▶ _Text extract_
☆ ☆ ☆ ☆ ☆ ☆ ☆
A favorite of mine. I once used it to prevent one of my children from falling asleep in the car. There is that sweet spot when your kids are young, when you are close to home, and you see them falling asleep in the back seat, and you know, you just know, that if they fall asleep, even for a moment, they will not be able to take a nap that afternoon, and then they will become demons.

So, in order to prevent this metamorphosis, I turned this piece on nearly full blast and urged them not to fall asleep. This was maybe not my best move. The piece has now become a part of our family lore.

Occasionally, when I am being unreasonable, my partner will start shouting, 'Listen to the Xenakis! Don't fall asleep! Listen to the Xenakis!'


----------



## Janspe (Nov 10, 2012)

Bartók's first sonata for piano and violin took me _ages_ to truly comprehend - such an uncompromisingly brutal and thorny piece! I don't know if it's the _most_ challenging piece I've learned to love but it's certainly a good contender for that title.


----------



## Rhinotop (Jul 8, 2016)

Selby said:


> A favorite of mine. I once used it to prevent one of my children from falling asleep in the car. There is that sweet spot when your kids are young, when you are close to home, and you see them falling asleep in the back seat, and you know, you just know, that if they fall asleep, even for a moment, they will not be able to take a nap that afternoon, and then they will become demons.
☆ ☆ ☆ ☆ ☆ ☆ ☆
▶ _Material_

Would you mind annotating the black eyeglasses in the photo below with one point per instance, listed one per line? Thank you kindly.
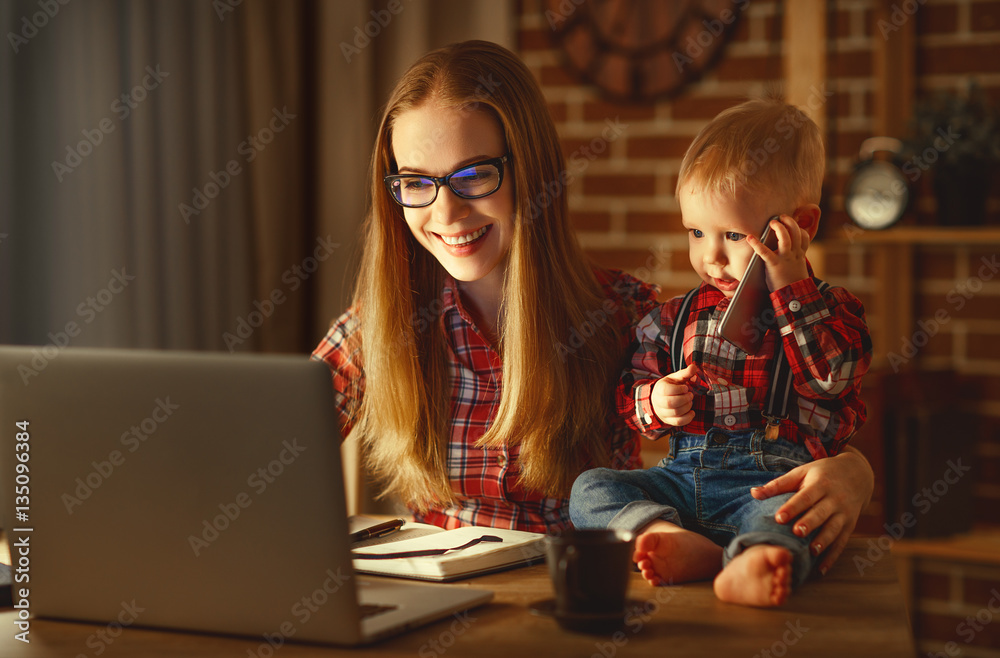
(472, 181)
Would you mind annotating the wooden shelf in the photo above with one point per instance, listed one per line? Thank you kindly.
(926, 235)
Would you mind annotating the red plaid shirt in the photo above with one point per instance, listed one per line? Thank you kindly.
(827, 345)
(486, 480)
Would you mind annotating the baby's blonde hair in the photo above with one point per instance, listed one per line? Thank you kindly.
(763, 146)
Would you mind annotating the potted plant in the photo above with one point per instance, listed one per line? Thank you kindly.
(958, 137)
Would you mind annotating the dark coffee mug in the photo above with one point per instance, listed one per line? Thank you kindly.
(590, 571)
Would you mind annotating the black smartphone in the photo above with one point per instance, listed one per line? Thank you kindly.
(749, 315)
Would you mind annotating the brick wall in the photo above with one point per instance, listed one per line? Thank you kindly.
(623, 208)
(955, 609)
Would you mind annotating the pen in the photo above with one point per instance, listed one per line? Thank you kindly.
(377, 530)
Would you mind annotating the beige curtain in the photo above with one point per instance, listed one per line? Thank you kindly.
(195, 156)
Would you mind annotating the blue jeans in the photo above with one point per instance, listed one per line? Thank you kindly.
(704, 486)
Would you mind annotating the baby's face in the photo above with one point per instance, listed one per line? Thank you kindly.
(717, 227)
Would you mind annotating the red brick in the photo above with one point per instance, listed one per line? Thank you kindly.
(937, 19)
(653, 222)
(534, 40)
(958, 60)
(590, 221)
(620, 185)
(983, 346)
(985, 16)
(933, 586)
(843, 21)
(705, 107)
(849, 142)
(836, 263)
(661, 147)
(558, 111)
(601, 110)
(623, 259)
(751, 67)
(958, 306)
(588, 148)
(843, 106)
(557, 76)
(851, 64)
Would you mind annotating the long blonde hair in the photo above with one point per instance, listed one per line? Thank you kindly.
(555, 402)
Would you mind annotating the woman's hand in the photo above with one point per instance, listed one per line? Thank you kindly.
(830, 494)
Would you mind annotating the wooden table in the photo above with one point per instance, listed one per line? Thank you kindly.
(847, 613)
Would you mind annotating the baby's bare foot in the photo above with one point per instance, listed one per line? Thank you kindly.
(670, 554)
(759, 576)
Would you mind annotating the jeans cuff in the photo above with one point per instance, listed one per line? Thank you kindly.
(639, 513)
(802, 559)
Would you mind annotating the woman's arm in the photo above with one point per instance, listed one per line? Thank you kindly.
(830, 494)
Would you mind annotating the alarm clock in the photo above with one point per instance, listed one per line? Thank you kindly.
(877, 193)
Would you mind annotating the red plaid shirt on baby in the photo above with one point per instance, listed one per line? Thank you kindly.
(826, 342)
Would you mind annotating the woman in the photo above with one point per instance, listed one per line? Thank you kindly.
(478, 357)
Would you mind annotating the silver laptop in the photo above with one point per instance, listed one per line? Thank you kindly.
(192, 491)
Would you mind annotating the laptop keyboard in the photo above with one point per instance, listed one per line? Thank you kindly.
☆ ☆ ☆ ☆ ☆ ☆ ☆
▶ _Objective_
List every forum username that appears in the forum thread above.

▶ _Solution_
Janspe, Rhinotop, Selby